THE TASKS
a) From the text on 20nm semiconductor processes, reproduce verbatim everything from "At 20nm, two" down to "heterogeneous 2.5D packaging.".
b) Render the following sentence from the text on 20nm semiconductor processes into French: "First, it seems that TSMC will offer only one process at 20nm."
c) Answer the following questions using the text on 20nm semiconductor processes:
(i) On whose process are Altera and Xilinx both expected to roll out their 20nm offerings?
(ii) Which supplier is named as an example of a possible partner for Xilinx?
(iii) Besides analog, what components may be integrated on the same interposer?

TEXT TO READ
At 20nm, two very interesting trends strike this area. First, it seems that TSMC will offer only one process at 20nm. Apparently, getting one process to work at that scale is hard enough, and the prospect of coming up with three or four different recipes for different design palates was a bit over the top. Second, at 20nm we will move closer to commoditization of heterogeneous 2.5D packaging.
Taking the first one first, and specifically in the FPGA/programmable logic/”all-programmable”/SoC market, it means that Altera and Xilinx may no longer be able to claim differentiation from one another based on different underlying semiconductor processes. Although Xilinx has not disclosed 20nm details yet, we expect that both companies will be rolling out their 20nm offerings on exactly the same TSMC process. They’ll both have to find other fodder for press release one-upsmanship. Of course, we have not ruled out some surprise announcement that Xilinx would partner with another supplier – like Intel, for example – which could ignite the “our process is better than yours” battle anew.
Looking at the second trend, commoditization of heterogeneous 2.5D packaging, is more interesting. When the manufacturing techniques and standards have evolved so that heterogeneous 2.5D is commercially viable, the universe of ICs will change profoundly. No longer will companies have to choose a compromise process when they’re creating a massively-integrated SoC. They’ll be able to mix-and-match die/slices from a variety of processes – and even a variety of process nodes. Optimized, pre-tested memory slices will be parked alongside carefully-crafted multi-processor subsystems from a completely different manufacturing line. Flash memory with a much larger geometry will be included as well. Blazing-fast multi-gigabit IO and optical interfaces will be included – built on semiconductor processes that do not have to compromise their performance. Analog, and perhaps even MEMS components, may be integrated on the same interposer.

RECORDS
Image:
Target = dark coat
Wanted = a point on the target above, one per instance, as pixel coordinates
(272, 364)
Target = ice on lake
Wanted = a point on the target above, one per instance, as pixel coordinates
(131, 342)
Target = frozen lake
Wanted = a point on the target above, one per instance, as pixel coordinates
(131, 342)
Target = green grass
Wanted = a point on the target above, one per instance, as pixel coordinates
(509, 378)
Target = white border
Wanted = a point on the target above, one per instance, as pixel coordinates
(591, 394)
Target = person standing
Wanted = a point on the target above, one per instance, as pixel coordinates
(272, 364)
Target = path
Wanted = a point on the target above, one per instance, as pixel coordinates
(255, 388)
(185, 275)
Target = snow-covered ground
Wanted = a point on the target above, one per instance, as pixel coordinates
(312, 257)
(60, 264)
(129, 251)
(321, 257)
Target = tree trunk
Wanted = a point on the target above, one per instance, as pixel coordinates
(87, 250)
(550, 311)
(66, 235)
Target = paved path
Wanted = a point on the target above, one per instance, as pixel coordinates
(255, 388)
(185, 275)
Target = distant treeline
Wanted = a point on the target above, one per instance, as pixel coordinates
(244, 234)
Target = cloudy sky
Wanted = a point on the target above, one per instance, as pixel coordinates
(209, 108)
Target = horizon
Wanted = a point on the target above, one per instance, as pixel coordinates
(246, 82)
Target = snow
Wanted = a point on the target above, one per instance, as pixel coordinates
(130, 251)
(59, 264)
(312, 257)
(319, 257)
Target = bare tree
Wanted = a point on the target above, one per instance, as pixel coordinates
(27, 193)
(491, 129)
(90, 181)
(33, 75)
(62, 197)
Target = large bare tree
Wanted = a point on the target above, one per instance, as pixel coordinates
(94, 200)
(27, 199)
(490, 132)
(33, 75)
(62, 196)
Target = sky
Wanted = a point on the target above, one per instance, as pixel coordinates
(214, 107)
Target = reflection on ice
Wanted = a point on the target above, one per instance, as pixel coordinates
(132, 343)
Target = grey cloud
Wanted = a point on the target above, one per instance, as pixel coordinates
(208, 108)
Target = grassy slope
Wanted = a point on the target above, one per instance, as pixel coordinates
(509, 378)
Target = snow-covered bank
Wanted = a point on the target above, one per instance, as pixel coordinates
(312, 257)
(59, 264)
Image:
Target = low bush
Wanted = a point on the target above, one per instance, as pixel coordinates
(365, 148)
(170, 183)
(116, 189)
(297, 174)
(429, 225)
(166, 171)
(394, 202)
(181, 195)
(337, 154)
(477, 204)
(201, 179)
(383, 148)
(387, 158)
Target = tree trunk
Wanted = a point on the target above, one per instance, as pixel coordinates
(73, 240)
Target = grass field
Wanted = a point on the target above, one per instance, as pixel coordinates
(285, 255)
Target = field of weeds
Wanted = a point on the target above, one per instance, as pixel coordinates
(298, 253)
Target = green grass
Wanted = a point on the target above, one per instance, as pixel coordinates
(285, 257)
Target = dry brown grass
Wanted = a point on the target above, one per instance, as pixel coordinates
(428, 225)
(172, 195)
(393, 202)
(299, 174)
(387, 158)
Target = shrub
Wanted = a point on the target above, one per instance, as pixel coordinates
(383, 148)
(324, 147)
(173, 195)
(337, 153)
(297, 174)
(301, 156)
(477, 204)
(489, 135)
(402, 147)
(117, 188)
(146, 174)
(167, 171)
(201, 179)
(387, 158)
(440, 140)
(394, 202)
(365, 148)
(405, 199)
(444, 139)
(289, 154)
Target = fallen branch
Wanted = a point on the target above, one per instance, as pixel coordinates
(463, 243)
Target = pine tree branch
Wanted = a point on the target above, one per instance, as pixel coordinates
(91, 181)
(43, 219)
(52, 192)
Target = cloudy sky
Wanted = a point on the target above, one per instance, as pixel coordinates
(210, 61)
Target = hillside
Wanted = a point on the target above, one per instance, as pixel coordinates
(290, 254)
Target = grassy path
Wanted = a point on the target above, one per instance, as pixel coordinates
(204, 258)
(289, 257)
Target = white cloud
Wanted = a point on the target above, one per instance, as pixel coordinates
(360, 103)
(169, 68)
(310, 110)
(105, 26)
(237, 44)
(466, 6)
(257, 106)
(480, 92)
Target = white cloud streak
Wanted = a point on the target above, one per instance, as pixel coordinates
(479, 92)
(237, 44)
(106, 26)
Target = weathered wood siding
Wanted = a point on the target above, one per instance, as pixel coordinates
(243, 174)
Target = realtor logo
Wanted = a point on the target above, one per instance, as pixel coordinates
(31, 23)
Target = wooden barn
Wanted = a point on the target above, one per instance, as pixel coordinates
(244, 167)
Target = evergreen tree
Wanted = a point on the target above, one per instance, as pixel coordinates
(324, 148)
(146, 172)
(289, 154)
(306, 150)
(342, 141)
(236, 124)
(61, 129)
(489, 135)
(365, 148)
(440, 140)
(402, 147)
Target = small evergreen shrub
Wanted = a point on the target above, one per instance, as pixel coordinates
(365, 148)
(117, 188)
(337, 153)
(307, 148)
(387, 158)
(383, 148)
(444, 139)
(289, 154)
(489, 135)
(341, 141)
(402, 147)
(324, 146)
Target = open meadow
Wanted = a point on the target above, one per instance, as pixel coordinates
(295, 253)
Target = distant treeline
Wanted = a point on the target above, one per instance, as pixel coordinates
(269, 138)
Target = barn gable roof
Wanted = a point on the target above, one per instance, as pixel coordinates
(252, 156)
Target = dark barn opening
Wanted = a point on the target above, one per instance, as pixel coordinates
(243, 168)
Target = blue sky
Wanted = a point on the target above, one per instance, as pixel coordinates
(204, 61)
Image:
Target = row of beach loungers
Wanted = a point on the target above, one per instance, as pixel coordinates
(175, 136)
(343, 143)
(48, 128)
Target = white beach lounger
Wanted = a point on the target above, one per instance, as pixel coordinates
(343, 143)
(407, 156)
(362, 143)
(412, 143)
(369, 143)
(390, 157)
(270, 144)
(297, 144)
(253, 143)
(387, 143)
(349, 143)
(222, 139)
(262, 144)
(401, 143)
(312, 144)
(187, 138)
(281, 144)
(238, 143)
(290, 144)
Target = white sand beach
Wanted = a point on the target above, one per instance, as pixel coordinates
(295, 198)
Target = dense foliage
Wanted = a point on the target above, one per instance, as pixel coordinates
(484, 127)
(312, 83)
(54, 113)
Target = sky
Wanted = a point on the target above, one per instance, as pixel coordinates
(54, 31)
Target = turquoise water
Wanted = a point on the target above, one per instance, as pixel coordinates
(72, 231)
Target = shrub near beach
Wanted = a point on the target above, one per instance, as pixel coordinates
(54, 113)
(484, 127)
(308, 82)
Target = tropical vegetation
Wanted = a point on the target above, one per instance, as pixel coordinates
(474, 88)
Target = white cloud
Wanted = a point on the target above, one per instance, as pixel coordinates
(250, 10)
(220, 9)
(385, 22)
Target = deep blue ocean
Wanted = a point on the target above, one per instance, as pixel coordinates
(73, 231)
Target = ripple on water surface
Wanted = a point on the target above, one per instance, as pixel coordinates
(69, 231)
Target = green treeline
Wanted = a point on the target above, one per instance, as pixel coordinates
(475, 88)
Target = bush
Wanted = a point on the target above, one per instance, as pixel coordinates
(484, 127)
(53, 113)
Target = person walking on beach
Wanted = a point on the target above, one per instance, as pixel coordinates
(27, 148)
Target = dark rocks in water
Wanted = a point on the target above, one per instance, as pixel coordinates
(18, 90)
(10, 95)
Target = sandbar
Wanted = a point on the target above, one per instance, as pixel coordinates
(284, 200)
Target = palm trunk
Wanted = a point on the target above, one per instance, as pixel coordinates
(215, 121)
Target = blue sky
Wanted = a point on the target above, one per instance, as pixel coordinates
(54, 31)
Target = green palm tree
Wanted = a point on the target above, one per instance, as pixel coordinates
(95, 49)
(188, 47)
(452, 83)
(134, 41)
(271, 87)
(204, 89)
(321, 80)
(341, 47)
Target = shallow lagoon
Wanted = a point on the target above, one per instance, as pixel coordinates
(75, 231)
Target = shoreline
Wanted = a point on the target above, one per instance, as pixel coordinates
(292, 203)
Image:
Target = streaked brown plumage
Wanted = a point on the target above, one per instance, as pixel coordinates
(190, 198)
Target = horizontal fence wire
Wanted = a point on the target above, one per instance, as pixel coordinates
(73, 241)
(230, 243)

ANSWER SET
a)
At 20nm, two very interesting trends strike this area. First, it seems that TSMC will offer only one process at 20nm. Apparently, getting one process to work at that scale is hard enough, and the prospect of coming up with three or four different recipes for different design palates was a bit over the top. Second, at 20nm we will move closer to commoditization of heterogeneous 2.5D packaging.

b) Premièrement, il semble que TSMC ne proposera qu'un seul procédé en 20 nm.

c)
(i) TSMC's
(ii) Intel
(iii) MEMS components